[Record set Boundary: Start]
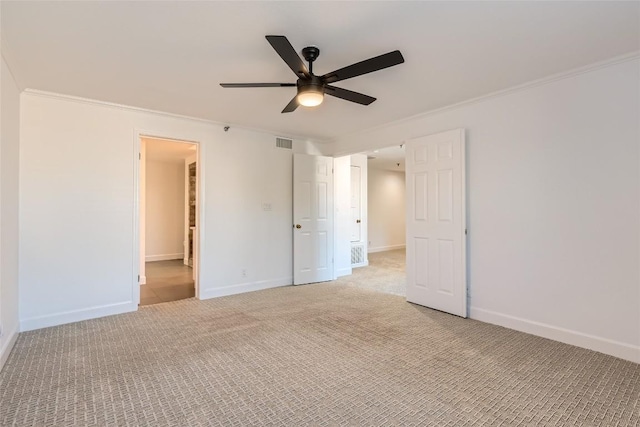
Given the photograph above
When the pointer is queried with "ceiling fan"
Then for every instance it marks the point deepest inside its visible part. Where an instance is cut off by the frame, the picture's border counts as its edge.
(312, 88)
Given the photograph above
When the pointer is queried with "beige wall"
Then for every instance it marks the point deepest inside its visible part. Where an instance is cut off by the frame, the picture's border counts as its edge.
(9, 160)
(164, 216)
(386, 210)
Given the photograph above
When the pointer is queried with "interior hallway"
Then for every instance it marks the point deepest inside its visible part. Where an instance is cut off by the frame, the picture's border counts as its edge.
(167, 281)
(386, 273)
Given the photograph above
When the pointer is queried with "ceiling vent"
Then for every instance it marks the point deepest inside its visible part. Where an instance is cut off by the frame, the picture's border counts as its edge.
(284, 143)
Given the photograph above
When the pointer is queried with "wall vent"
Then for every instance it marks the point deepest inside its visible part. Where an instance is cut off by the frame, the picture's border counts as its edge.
(284, 143)
(357, 254)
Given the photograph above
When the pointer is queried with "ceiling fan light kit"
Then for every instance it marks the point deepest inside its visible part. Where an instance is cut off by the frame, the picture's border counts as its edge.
(310, 92)
(311, 88)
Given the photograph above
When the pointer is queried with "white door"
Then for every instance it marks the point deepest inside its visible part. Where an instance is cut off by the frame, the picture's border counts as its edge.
(312, 219)
(355, 204)
(436, 221)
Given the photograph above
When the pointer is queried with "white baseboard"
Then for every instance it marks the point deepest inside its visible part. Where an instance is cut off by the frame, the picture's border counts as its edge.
(56, 319)
(7, 347)
(385, 248)
(347, 271)
(163, 257)
(245, 287)
(362, 264)
(579, 339)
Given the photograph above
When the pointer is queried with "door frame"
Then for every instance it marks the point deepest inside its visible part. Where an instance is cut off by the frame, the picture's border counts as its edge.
(136, 156)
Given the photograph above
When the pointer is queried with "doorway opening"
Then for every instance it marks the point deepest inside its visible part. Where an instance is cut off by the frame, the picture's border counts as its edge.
(168, 221)
(378, 220)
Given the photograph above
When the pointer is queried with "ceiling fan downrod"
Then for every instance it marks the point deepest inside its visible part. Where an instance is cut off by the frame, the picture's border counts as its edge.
(310, 53)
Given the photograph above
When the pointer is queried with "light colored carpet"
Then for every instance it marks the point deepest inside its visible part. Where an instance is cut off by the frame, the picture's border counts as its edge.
(385, 273)
(323, 355)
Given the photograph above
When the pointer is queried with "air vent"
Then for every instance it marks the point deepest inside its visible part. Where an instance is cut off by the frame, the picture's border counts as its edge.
(284, 143)
(357, 254)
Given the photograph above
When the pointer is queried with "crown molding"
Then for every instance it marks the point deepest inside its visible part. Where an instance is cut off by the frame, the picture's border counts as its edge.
(90, 101)
(504, 92)
(497, 94)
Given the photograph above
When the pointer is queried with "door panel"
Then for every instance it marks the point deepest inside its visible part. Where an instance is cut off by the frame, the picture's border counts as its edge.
(436, 221)
(313, 219)
(356, 198)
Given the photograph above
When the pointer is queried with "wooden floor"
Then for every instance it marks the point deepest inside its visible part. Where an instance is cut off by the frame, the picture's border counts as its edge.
(167, 281)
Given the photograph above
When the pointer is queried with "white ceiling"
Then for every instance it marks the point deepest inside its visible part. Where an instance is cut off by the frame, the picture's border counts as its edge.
(171, 56)
(164, 150)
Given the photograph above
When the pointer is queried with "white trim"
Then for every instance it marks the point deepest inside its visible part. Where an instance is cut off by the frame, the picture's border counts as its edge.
(79, 99)
(71, 316)
(164, 257)
(386, 248)
(567, 336)
(245, 287)
(347, 271)
(8, 346)
(200, 191)
(497, 94)
(362, 264)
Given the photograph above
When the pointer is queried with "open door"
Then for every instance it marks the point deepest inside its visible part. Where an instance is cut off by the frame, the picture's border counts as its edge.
(312, 219)
(436, 221)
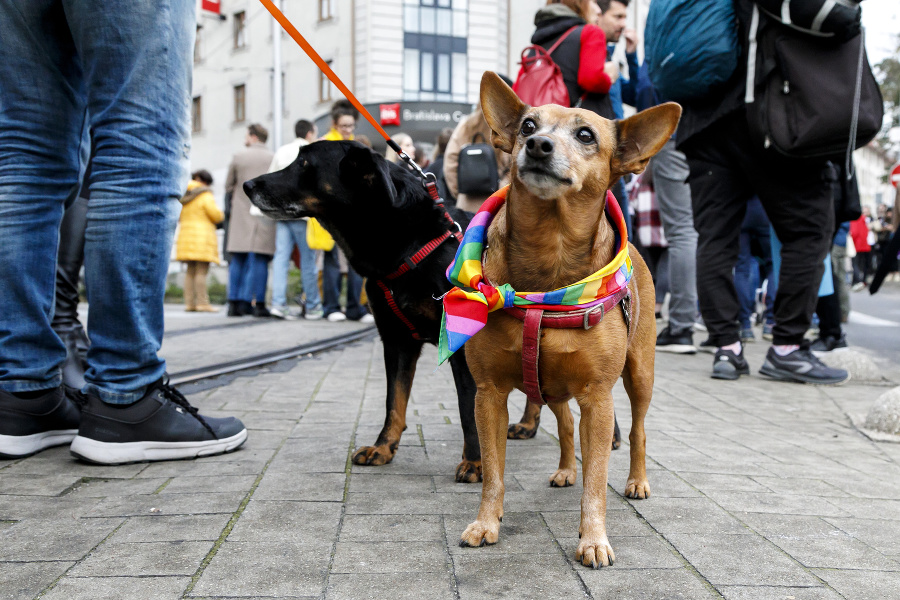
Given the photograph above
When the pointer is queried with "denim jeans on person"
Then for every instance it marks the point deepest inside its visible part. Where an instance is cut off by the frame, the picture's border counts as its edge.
(673, 195)
(248, 277)
(287, 234)
(67, 66)
(331, 288)
(750, 272)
[Record set Boundary: End]
> What this task involves
Copy all lines of the material above where the string "ceiling" occurs.

> Response area
When the pointer is queried with "ceiling fan"
When the pointer is queried with "ceiling vent"
When the pointer is queried with "ceiling fan light kit"
When the pointer is queried with "ceiling fan downrod"
When the pointer is queried with "white ceiling"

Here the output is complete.